TASK TO COMPLETE.
Output all the material that follows, exactly as given.

DATA LISTING.
--------------------

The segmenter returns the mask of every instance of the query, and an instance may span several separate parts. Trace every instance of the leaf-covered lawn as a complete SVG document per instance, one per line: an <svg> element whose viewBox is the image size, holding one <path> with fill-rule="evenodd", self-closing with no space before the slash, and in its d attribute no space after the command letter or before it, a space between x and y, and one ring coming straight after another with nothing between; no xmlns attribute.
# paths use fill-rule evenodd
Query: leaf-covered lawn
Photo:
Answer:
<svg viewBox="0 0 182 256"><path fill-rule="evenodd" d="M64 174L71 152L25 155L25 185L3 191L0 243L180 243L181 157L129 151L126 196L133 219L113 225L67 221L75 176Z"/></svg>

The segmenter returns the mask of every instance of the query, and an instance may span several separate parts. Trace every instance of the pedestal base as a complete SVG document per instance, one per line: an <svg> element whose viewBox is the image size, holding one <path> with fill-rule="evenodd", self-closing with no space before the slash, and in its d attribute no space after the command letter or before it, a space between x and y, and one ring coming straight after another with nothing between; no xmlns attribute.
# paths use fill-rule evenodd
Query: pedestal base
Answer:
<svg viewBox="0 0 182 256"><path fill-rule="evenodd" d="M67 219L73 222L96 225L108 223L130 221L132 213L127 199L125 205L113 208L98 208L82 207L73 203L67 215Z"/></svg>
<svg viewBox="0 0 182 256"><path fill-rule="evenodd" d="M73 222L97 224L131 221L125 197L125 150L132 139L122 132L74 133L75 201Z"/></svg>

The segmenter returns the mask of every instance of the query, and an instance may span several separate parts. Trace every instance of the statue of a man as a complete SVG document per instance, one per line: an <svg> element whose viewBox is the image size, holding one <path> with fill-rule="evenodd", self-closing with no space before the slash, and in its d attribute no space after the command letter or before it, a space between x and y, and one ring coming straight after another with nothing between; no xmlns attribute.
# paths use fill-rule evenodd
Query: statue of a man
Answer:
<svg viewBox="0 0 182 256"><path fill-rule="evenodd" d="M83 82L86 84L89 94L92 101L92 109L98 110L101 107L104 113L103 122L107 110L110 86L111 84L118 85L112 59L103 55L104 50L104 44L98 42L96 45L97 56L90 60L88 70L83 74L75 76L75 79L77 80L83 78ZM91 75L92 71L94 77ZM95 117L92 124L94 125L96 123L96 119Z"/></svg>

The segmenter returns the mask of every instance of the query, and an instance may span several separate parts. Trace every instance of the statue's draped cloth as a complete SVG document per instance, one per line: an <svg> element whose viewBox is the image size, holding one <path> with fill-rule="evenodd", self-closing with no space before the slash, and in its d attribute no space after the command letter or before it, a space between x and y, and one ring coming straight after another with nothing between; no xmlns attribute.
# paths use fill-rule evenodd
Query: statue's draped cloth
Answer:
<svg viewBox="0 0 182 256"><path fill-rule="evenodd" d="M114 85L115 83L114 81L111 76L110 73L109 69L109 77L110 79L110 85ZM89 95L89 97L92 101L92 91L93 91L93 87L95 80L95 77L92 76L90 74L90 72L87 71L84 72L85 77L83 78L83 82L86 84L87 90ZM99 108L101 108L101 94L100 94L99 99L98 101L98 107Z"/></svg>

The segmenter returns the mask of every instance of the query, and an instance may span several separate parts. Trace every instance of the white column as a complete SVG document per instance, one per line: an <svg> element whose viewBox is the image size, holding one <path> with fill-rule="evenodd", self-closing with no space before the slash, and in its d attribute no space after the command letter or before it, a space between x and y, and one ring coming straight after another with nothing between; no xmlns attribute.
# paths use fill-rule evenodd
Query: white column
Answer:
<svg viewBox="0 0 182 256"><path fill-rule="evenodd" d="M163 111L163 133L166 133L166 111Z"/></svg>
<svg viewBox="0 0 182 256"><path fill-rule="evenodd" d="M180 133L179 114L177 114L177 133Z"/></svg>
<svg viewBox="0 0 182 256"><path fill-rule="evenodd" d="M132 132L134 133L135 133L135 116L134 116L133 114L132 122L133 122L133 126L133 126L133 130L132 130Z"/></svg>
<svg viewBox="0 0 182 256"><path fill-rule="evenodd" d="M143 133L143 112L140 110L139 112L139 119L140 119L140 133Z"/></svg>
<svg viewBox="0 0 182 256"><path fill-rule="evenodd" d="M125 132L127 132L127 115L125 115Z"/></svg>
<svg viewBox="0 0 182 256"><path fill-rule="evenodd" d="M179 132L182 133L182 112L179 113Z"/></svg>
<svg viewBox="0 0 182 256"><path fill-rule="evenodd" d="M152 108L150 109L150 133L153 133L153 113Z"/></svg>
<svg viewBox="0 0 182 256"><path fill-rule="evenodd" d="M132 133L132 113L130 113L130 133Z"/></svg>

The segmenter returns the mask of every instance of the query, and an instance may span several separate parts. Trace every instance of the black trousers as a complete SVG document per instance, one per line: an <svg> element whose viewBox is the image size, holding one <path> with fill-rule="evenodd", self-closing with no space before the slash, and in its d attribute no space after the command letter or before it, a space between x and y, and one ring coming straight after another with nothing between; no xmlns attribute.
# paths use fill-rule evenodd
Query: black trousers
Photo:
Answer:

--------------------

ANSWER TO THE TASK.
The segmenter returns the mask of every instance of the query, and an instance may span several separate parts. Trace every instance of the leaf-covered lawn as a complete SVG document per instance, one per line: an <svg> element whose viewBox is the image size, holding one <path> with fill-rule="evenodd", self-closing with no space before the slash, and in its d attribute no space after the command letter or before it, a space between x and y, and one ring coming straight after another with nothing between; no xmlns attribute.
# paths use fill-rule evenodd
Query: leaf-covered lawn
Photo:
Answer:
<svg viewBox="0 0 182 256"><path fill-rule="evenodd" d="M64 174L71 152L25 155L25 185L3 191L0 243L180 243L181 157L129 151L126 196L133 219L113 225L67 221L75 176Z"/></svg>

The segmenter returns the mask of every instance of the query, and an instance may span several separate parts. Trace every instance of the pedestal base as a complete SVG document per instance, one per line: an <svg> element whose viewBox is the image size, holding one <path> with fill-rule="evenodd", self-closing with no space before the slash, and in its d attribute no space after the command letter or before it, a space between x and y, and one ring coming straight after another with nothing between; no xmlns attribute.
# paths use fill-rule evenodd
Query: pedestal base
Answer:
<svg viewBox="0 0 182 256"><path fill-rule="evenodd" d="M67 219L73 222L96 225L108 223L130 221L132 213L127 199L125 205L113 208L98 208L82 207L73 203L67 215Z"/></svg>
<svg viewBox="0 0 182 256"><path fill-rule="evenodd" d="M73 222L97 224L131 221L125 197L125 150L132 139L122 132L74 133L75 201Z"/></svg>

The segmenter returns the mask of every instance of the query, and an instance may span several separate parts. Trace every instance of the statue of a man as a complete SVG document per instance, one per line: an <svg> element whose viewBox is the image size, holding one <path> with fill-rule="evenodd", self-closing with no space before the slash, and in its d attribute no space after the command letter or before it, a space between x and y, and one ring coming straight after another with nothing between; no xmlns attribute.
# paths use fill-rule evenodd
Query: statue of a man
Answer:
<svg viewBox="0 0 182 256"><path fill-rule="evenodd" d="M83 82L86 84L89 94L92 101L92 109L98 110L101 107L104 113L103 122L107 110L110 86L111 84L118 85L112 59L103 55L104 50L104 44L98 42L96 45L97 56L90 60L88 70L83 74L75 76L75 79L77 80L83 78ZM91 75L92 71L94 77ZM95 117L92 124L94 125L96 123L96 119Z"/></svg>

The segmenter returns the mask of every instance of the query, and an instance may span several separate parts. Trace every instance of the statue's draped cloth as a complete SVG document per instance, one per line: an <svg> element whose viewBox is the image size, holding one <path> with fill-rule="evenodd", self-closing with no space before the slash, and in its d attribute no space after the command letter or before it, a space between x and y, and one ring coming straight after another with nothing between; no xmlns attribute.
# paths use fill-rule evenodd
Query: statue's draped cloth
Answer:
<svg viewBox="0 0 182 256"><path fill-rule="evenodd" d="M114 85L115 83L114 81L111 76L110 73L109 69L109 77L110 79L110 85ZM89 95L89 97L92 101L92 91L93 91L93 87L95 80L95 77L92 76L90 74L90 72L87 71L84 72L85 77L83 78L83 82L86 84L87 90ZM99 108L101 108L101 94L100 94L99 99L98 101L98 107Z"/></svg>

The segmenter returns the mask of every instance of the query, and an instance may span several separate parts. Trace every instance of the white column as a complete SVG document per instance, one per line: an <svg> element whose viewBox is the image size, holding one <path> with fill-rule="evenodd", self-closing with no space before the slash, and in its d attribute no space after the command letter or before it, a space between x and y, and one ring coming straight after another with nothing between; no xmlns attribute.
# paths use fill-rule evenodd
Query: white column
Answer:
<svg viewBox="0 0 182 256"><path fill-rule="evenodd" d="M163 111L163 133L166 133L166 111Z"/></svg>
<svg viewBox="0 0 182 256"><path fill-rule="evenodd" d="M180 133L179 114L177 114L177 133Z"/></svg>
<svg viewBox="0 0 182 256"><path fill-rule="evenodd" d="M132 132L134 133L135 133L135 116L134 116L133 114L132 122L133 122L133 126L133 126L133 130L132 130Z"/></svg>
<svg viewBox="0 0 182 256"><path fill-rule="evenodd" d="M143 133L143 112L140 110L139 112L139 119L140 119L140 133Z"/></svg>
<svg viewBox="0 0 182 256"><path fill-rule="evenodd" d="M125 132L127 132L127 115L125 115Z"/></svg>
<svg viewBox="0 0 182 256"><path fill-rule="evenodd" d="M179 132L182 133L182 112L179 113Z"/></svg>
<svg viewBox="0 0 182 256"><path fill-rule="evenodd" d="M152 108L150 109L150 133L153 133L153 113Z"/></svg>
<svg viewBox="0 0 182 256"><path fill-rule="evenodd" d="M132 133L132 113L130 113L130 133Z"/></svg>

The segmenter returns the mask of every instance of the query, and an instance may span several separate parts. Trace every instance of the black trousers as a complete SVG document per instance, one per line: an <svg> element whose viewBox is the image size, holding one <path> with fill-rule="evenodd", self-closing with no space before the slash, and in its d attribute no space after the command letter or before it, a space between x and y, and one ring coming straight after another with nothing between; no xmlns attribute.
# paths use fill-rule evenodd
Query: black trousers
Photo:
Answer:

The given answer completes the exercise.